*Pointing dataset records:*
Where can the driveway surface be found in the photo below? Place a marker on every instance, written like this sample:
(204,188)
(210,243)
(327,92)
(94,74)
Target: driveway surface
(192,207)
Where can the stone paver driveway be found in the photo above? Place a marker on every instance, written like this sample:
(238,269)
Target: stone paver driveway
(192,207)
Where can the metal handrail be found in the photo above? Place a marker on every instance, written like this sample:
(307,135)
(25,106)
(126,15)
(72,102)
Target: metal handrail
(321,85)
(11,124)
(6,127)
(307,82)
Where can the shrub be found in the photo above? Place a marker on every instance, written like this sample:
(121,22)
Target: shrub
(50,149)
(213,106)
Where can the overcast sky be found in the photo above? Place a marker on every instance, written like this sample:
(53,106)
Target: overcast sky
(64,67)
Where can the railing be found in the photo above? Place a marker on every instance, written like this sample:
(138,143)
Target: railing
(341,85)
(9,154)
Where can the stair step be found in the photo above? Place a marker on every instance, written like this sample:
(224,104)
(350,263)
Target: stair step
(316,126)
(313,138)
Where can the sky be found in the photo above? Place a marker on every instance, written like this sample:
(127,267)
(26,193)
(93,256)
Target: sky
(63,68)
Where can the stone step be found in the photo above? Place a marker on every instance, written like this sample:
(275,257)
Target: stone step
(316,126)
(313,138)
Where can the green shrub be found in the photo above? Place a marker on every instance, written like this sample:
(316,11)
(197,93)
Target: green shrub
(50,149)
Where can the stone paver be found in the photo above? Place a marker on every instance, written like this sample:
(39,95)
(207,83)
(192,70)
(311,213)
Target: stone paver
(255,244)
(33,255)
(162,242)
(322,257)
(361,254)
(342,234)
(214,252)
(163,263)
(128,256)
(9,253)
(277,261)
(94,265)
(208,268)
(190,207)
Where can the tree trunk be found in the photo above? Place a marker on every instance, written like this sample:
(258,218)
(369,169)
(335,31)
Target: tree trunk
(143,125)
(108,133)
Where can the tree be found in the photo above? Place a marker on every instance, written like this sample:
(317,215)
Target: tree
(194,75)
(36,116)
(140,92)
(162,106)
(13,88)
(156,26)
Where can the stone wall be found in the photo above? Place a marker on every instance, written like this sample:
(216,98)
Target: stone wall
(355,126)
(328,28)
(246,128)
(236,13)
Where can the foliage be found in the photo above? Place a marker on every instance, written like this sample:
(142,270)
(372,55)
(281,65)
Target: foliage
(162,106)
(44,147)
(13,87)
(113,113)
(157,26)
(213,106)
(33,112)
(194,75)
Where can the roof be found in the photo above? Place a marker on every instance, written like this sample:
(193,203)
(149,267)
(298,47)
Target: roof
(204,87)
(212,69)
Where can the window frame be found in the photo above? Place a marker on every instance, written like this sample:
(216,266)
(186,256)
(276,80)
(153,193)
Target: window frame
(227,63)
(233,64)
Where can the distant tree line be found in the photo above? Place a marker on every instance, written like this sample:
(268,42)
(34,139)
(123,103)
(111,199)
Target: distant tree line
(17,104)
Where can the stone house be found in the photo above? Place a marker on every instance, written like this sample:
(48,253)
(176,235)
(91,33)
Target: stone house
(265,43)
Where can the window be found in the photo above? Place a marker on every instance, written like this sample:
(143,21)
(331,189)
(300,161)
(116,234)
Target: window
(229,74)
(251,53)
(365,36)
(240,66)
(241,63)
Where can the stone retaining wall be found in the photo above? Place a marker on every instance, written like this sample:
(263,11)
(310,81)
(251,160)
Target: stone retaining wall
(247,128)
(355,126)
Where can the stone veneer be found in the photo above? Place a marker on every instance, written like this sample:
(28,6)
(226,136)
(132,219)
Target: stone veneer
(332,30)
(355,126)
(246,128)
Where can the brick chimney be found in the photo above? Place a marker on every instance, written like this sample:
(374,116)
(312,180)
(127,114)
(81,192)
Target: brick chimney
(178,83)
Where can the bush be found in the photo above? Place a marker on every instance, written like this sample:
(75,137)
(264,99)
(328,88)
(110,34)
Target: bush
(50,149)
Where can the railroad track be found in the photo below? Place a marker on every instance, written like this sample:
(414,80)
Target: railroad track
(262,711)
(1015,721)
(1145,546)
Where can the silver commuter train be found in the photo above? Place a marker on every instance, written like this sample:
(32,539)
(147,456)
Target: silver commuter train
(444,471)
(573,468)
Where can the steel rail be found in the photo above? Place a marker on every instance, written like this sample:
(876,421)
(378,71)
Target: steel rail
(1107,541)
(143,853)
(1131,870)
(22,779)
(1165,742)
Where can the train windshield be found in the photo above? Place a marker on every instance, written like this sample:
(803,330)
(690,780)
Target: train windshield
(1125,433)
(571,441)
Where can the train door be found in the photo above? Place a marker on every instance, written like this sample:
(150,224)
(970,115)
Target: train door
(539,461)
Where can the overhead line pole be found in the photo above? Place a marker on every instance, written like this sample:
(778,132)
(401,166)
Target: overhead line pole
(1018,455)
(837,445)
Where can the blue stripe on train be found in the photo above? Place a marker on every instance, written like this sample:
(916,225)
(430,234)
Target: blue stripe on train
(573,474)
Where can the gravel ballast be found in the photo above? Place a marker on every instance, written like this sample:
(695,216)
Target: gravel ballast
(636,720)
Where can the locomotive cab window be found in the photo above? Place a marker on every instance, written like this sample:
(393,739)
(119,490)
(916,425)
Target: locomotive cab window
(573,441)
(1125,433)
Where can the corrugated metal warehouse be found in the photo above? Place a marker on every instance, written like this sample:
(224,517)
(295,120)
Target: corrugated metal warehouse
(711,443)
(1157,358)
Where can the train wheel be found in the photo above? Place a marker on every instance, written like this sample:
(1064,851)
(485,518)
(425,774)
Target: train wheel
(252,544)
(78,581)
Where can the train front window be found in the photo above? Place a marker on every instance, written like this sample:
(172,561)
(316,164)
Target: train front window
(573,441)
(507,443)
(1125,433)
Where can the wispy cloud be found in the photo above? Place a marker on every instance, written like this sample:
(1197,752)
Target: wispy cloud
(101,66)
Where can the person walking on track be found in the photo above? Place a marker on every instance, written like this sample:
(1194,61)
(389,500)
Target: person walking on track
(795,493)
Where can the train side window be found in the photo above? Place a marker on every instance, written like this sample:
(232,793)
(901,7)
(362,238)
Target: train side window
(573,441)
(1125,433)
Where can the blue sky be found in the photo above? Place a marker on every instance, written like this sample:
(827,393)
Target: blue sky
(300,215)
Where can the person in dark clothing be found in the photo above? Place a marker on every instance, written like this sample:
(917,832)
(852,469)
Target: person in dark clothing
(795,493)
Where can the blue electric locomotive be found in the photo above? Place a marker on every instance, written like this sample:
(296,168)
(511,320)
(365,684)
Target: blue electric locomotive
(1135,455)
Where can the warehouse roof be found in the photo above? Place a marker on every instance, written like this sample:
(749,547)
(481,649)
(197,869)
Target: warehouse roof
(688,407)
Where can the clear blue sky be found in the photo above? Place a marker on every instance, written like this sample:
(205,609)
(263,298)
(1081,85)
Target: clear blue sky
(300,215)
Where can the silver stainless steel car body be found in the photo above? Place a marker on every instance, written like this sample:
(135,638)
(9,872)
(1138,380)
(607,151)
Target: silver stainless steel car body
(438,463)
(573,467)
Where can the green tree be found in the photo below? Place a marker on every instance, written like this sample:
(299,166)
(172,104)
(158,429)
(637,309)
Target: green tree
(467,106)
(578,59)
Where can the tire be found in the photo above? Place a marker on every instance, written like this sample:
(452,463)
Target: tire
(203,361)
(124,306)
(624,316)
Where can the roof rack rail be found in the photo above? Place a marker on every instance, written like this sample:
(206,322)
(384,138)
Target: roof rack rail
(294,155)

*Job:* Your task is to repeat the data exactly, with nothing left out.

*Final answer:*
Where can the driveway surface be found in the photo below? Place a marker on every instance, written like this sample:
(204,188)
(210,243)
(327,92)
(94,74)
Target: driveway surface
(192,207)
Where can the stone paver driveway be found in the photo above? Place a marker on every instance, written like this sample:
(238,269)
Target: stone paver driveway
(192,207)
Where can the metal handrail be found in the photo above? Place a marker on every instance, written like this sample:
(307,135)
(25,106)
(126,15)
(72,102)
Target: metal handrail
(321,85)
(11,124)
(6,127)
(307,82)
Where can the shrub be found in the photo above? Place a marker on every instance, written like this sample:
(121,22)
Target: shrub
(50,149)
(213,106)
Where can the overcast sky be found in the photo above? Place a marker on every instance, written like this sample:
(53,106)
Target: overcast sky
(64,67)
Where can the railing be found in the photo above? Place a marker on every instance, written like this sample:
(138,143)
Target: railing
(341,85)
(9,154)
Where can the stair step be found in the photo above? Place a marker on every instance, written like this sample:
(224,104)
(350,263)
Target: stair step
(316,126)
(313,138)
Where can the sky be found in the photo above? Place a marker on every instance, written like this sample:
(127,267)
(26,193)
(93,256)
Target: sky
(63,68)
Where can the stone step be found in the photo above? Place a marker on every instance, written like this sample:
(275,257)
Target: stone step
(316,126)
(313,138)
Where can the green shrub be found in the photo above? Place a marker on every instance, written like this sample:
(316,11)
(197,93)
Target: green shrub
(50,149)
Where can the stone paver be found in the photo above? Place a marker on every instance, written like this sample:
(39,95)
(207,83)
(192,70)
(311,213)
Target: stone paver
(255,244)
(33,255)
(162,242)
(322,257)
(361,254)
(342,234)
(214,252)
(163,263)
(128,256)
(9,253)
(277,261)
(94,265)
(208,268)
(190,207)
Where can the tree trunk be found in the photo above? Place a marker on every instance, written like this sample:
(258,218)
(369,169)
(335,31)
Target: tree trunk
(143,125)
(108,133)
Where can the tree be found in the photo above? Place a marker on every instance, written like this sample:
(317,215)
Target: tree
(194,75)
(36,116)
(140,92)
(162,106)
(13,88)
(156,26)
Where can the stone wall be found in the photo above? Place a marker on every instance, written like this sample:
(216,98)
Target: stone wall
(355,126)
(328,28)
(246,128)
(236,13)
Where can the foliage be found in the photo above? Place a marker on every instance, written like this sample:
(142,270)
(372,55)
(281,65)
Target: foliage
(162,106)
(44,147)
(13,87)
(113,113)
(157,26)
(213,106)
(33,112)
(194,75)
Where can the roof be found in the photo above? Place a marker on every instance, written like this sample:
(193,203)
(149,267)
(298,47)
Target: roof
(204,87)
(212,69)
Where can the window frame be found in the photo above? Place a marker on every instance, written like this sample:
(216,266)
(186,256)
(276,80)
(153,193)
Target: window frame
(227,63)
(233,64)
Where can the distant tree line be found in the photo above? Place a marker on every instance, written like this sample:
(268,42)
(34,139)
(123,103)
(111,199)
Target: distant tree line
(17,104)
Where can the stone house be found in the photo above? Place a marker on every instance, written like this sample:
(48,253)
(176,235)
(91,33)
Target: stone house
(265,43)
Where can the window be found in the photo above? Place a marker on every instance, written like this sample:
(143,21)
(331,189)
(300,161)
(116,234)
Target: window
(229,74)
(251,53)
(365,36)
(240,66)
(241,63)
Where can the stone retaining wall be found in the photo above? Place a marker on every instance, written like this sample:
(263,11)
(310,81)
(251,160)
Target: stone retaining wall
(247,128)
(355,126)
Where can the stone veneer be found in the photo above? Place a marker on every instance, written like this sample:
(28,6)
(226,136)
(132,219)
Target: stone veneer
(332,30)
(355,126)
(246,128)
Where can the brick chimney be found in the photo above? Place a marker on every instance, written like this sample:
(374,116)
(312,180)
(127,114)
(81,192)
Target: brick chimney
(178,83)
Where can the bush be found in the photo above? Place a marker on every instance, written like this sample:
(75,137)
(264,99)
(328,88)
(110,34)
Target: bush
(50,149)
Where can the railroad track be found in the photo below? Place a marker on every instance, written like this sample:
(414,80)
Target: railroad track
(262,711)
(1015,721)
(1145,546)
Where can the silver commuter train be found in the photo above? Place a marker on every instance, written like this sample:
(32,539)
(147,456)
Target: silver commuter train
(444,471)
(573,468)
Where can the steel rail be found in the photo above? Place a marker on every instance, written like this sample:
(876,421)
(378,71)
Target: steel rail
(1107,541)
(143,853)
(1131,870)
(22,779)
(1165,742)
Where can the train windshield be found in the photo above? Place a marker on every instance, written like this sample:
(803,330)
(690,780)
Target: train windshield
(1125,433)
(571,441)
Where can the train door be found in the photo above? Place a marker on every instance, written like this sample:
(150,224)
(970,115)
Target: train door
(539,461)
Where can the overhead line pole be found in the photo above? Place a marker on every instance, written like this sample:
(778,132)
(401,166)
Target: overhead line pole
(1018,455)
(837,445)
Where can the blue stripe on train be found in the photo above? Place a marker on every instance, written like this sample:
(916,225)
(430,234)
Target: blue stripe on train
(573,474)
Where can the gravel ballast be found in the photo above? Place a marker on every instance, written like this sample:
(695,216)
Target: gravel ballast
(636,720)
Where can the locomotive cab window be found in the photo above? Place a marker on every instance, written like this sample:
(393,739)
(119,490)
(916,425)
Target: locomotive cab window
(573,441)
(1125,433)
Where can the corrugated metal warehouse be found in the photo above? Place a marker on every instance, written like this sample:
(224,517)
(295,120)
Target: corrugated metal warehouse
(711,443)
(1157,358)
Where can the train wheel be found in the photo above? Place a marker on every instance, written like this sample:
(1064,851)
(485,518)
(425,774)
Target: train wheel
(252,544)
(78,581)
Where can the train front window be found in the photo above? Place a marker on every instance, written like this sample:
(172,561)
(316,164)
Target: train front window
(573,441)
(507,443)
(1125,433)
Where can the wispy cloud be found in the photo above? Place a marker on every instance, written like this sample:
(1197,752)
Target: wispy cloud
(101,66)
Where can the person walking on track be found in the photo above? Place a marker on every instance, written like this sample:
(1194,61)
(389,500)
Target: person walking on track
(795,493)
Where can the train side window be found in the photo above? Place a marker on every instance, written like this sample:
(232,793)
(901,7)
(362,238)
Target: train side window
(573,441)
(1125,433)
Where can the blue sky be found in the photo above? Place a marker on every instance, written like this sample:
(827,393)
Target: blue sky
(300,215)
Where can the person in dark clothing be found in the photo above? Place a marker on every instance, written like this sample:
(917,832)
(852,469)
Target: person in dark clothing
(795,493)
Where can the blue electric locomotive be found in the photo above? Place a marker on every instance, written like this sample:
(296,168)
(511,320)
(365,684)
Target: blue electric locomotive
(1135,455)
Where can the warehouse roof be found in the photo above? Place a marker on every instance, written like this sample:
(749,547)
(481,649)
(197,869)
Target: warehouse roof
(688,407)
Where can the clear blue sky be found in the photo above? Place a marker on every instance, written like this sample:
(205,609)
(263,298)
(1081,85)
Target: clear blue sky
(300,215)
Where can the silver stainless steel car body be found in the photo above? Place a marker on every instance, written like this sample:
(135,638)
(9,872)
(1138,380)
(607,151)
Target: silver stainless steel car body
(438,463)
(573,467)
Where can the green tree be found in the photo below? Place a marker on every instance, written like this sample:
(299,166)
(172,104)
(158,429)
(637,309)
Target: green tree
(467,106)
(578,59)
Where can the tire be found in the photo above? Place a marker on every instance, written like this sample:
(452,463)
Target: tire
(203,361)
(124,306)
(624,316)
Where can the roof rack rail be found in the photo above? Place a marker on every instance, written like this sample:
(206,322)
(384,138)
Target: roof rack rail
(294,155)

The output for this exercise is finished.